To be done:
1. Please list every place the holiday essay names as a stop on the trip along the California coast.
2. Carry the holiday essay forward from its last sentence, keeping its voice.

Holiday Grounding 1.0: The Comparison Conundrum
Sometimes I need only to stand wherever I am to be blessed.
I spent Thanksgiving week traveling up the coast of California. It’d been a while since I carved out some space and time from work to rest, refuel, and get inspired. Bustling cities and new scenery are food and drink for my constantly grazing right brain. Beauty feeds my soul and feast I did all the way from the stunning beaches and glamorous people of Malibu to the magical cliffs and redwoods of Big Sur to the charming European-influenced smattering of architecture, shops, and restaurants in Carmel-by-the-sea.
I’m still processing the aesthetic overload of cultural flavors, seascapes, energy, color, and well…just beauty. Beyond grateful, I’m also spiritually rejuvenated. I always feel closer to God when I travel. There is a sacred gravity in the vastness of creation. It seems the face of God is nearly visible for me in nature, diverse people groups, and artistic expression. The ocean speaks to me of this as well, that gorgeous beast of a force. I’m reminded that love is so big and powerful, the more I open myself up to it, my tiny universe will grow and expand to absorb its Divinity.

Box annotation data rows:
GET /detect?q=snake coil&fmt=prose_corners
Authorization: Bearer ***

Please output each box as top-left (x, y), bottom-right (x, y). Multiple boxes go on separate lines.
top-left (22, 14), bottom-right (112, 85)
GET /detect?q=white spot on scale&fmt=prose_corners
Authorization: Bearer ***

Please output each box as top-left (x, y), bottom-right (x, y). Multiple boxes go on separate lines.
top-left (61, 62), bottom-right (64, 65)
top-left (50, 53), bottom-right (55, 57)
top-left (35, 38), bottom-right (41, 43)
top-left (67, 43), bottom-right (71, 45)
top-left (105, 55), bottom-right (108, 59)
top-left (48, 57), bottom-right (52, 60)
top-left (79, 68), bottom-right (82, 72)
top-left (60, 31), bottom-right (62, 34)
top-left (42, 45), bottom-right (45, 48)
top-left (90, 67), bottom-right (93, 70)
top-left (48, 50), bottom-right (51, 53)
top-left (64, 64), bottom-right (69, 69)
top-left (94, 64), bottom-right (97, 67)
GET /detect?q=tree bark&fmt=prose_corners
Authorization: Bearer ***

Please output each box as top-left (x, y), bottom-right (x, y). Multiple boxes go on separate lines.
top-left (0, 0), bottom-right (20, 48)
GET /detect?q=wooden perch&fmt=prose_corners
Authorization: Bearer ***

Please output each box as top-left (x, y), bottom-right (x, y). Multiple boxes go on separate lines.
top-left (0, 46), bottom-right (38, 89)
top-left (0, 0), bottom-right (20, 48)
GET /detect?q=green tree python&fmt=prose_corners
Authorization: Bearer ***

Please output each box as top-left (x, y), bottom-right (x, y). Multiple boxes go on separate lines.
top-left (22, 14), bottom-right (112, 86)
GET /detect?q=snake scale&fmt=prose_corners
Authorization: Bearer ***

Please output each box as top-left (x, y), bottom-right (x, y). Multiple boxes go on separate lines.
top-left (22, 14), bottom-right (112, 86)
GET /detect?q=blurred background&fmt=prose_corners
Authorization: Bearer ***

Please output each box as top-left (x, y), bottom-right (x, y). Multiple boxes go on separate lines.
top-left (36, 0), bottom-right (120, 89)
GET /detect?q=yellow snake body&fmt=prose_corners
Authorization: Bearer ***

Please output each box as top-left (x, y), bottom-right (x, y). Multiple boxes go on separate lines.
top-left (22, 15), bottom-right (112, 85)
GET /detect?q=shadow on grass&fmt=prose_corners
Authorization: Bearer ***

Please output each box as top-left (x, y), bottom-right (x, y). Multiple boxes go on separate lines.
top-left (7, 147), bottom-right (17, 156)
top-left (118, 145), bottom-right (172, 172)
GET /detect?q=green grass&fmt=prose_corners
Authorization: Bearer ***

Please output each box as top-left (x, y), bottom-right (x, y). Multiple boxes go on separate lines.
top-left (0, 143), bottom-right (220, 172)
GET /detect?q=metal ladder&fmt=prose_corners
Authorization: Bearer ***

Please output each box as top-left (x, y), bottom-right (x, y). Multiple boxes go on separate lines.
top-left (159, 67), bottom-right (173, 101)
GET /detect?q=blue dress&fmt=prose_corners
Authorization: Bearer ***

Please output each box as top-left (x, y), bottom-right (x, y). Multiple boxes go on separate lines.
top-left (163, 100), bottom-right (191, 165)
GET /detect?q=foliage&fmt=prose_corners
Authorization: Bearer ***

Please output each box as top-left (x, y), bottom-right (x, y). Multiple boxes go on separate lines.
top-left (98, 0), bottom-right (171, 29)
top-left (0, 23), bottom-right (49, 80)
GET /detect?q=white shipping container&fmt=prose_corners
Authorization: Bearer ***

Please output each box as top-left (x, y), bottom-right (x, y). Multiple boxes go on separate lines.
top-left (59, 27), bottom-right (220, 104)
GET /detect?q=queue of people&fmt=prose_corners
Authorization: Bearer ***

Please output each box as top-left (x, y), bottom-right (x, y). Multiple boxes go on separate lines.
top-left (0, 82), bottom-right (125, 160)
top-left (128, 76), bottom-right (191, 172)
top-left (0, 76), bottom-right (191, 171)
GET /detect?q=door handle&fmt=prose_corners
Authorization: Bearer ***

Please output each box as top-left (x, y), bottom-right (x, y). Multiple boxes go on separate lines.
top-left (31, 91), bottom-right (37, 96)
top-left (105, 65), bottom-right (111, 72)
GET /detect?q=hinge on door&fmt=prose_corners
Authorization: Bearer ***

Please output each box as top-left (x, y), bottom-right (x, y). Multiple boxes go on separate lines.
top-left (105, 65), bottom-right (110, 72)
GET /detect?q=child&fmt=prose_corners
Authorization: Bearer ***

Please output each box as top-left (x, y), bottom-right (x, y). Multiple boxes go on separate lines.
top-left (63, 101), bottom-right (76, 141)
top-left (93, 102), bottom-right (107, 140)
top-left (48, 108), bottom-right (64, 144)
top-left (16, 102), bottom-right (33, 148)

Answers to the exercises:
1. Malibu, Big Sur, Carmel-by-the-sea

2.
After a much delayed flight back to Nashville and one heavily scented Uber car from the airport, (think Bath and Body Works Warm Vanilla Sugar overkill) all the way home, I hit the pillow and was out fast and deep, fully satisfied from the week’s wanderings. I woke up and decided it was the perfect grey coffee shop- kind of morning, so I ventured out for a drive to grab a very late breakfast at my favorite local joint. Strangely, I started to notice this icky panicky feeling rising up in my chest. About halfway out of the neighborhood my body and brain resounded an unlikely bleating alarm: HELP!
I’ve had my fair share of anxiety before, yet this was completely out of the blue and barking on the heels of a restful week away. Trying not to judge it, I kept on driving so as to allow it to just come and go. It kept rising strong. I looked up in frustration and beheld a very large, very sterile looking house in front of me resembling a cross between Lord Farquaad’s castle in Shrek and the Griswold’s in National Lampoon’s Christmas Vacation. I did a full-on 360 head turn in slow motion only to discover each and every house around me completely lit up with blow up Santa’s, candy canes, and trees gloriously dressed in red bows and perfectly spaced white lights.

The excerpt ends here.